▶ **Directions**
Rescale everything from the line containing "Give the innermost point of each instance of the black puffer" down to the line containing "(1210, 379)", both ends included. Write those lines out again with the requests unchanged, multiplying each coordinate in the answers by 0.2 and rounding to the nearest whole number, halves going up.

** start of Task inputs **

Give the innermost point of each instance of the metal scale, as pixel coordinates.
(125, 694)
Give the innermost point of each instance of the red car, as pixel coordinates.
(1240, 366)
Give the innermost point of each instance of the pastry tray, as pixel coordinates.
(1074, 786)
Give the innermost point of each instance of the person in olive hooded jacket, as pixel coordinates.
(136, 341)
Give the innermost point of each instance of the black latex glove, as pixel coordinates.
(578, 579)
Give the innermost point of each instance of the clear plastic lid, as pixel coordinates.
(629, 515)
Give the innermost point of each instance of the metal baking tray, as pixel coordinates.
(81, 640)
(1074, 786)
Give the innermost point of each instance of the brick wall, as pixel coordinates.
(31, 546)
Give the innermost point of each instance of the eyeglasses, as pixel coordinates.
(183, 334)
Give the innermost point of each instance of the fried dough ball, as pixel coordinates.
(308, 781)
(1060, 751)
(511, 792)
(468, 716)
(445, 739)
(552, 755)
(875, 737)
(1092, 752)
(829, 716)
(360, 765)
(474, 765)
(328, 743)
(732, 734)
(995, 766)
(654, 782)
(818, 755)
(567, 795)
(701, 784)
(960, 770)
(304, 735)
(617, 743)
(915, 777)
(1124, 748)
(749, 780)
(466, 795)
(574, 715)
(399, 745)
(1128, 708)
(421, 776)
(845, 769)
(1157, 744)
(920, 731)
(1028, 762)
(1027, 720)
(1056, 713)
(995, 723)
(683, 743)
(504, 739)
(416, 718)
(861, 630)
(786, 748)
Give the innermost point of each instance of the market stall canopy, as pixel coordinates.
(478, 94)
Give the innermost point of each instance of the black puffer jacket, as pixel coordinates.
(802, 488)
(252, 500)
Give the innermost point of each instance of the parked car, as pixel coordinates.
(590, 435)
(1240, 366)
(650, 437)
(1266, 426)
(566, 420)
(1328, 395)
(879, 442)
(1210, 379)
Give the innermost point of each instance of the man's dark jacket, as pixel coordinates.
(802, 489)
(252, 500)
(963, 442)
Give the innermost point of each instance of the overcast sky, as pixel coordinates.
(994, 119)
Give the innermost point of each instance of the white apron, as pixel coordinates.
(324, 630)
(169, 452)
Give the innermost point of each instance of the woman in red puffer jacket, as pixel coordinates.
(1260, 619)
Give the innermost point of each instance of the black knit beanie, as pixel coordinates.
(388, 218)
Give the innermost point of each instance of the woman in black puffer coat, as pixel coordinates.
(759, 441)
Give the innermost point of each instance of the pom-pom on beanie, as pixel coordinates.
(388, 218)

** end of Task inputs **

▶ **Full output**
Give the innermost point of each instance of the black puffer jacket, as pixel coordinates.
(160, 98)
(50, 100)
Give the innermost point of each instance of the parked car, as pixel coordinates.
(118, 87)
(248, 73)
(130, 87)
(253, 85)
(113, 84)
(266, 79)
(176, 88)
(242, 76)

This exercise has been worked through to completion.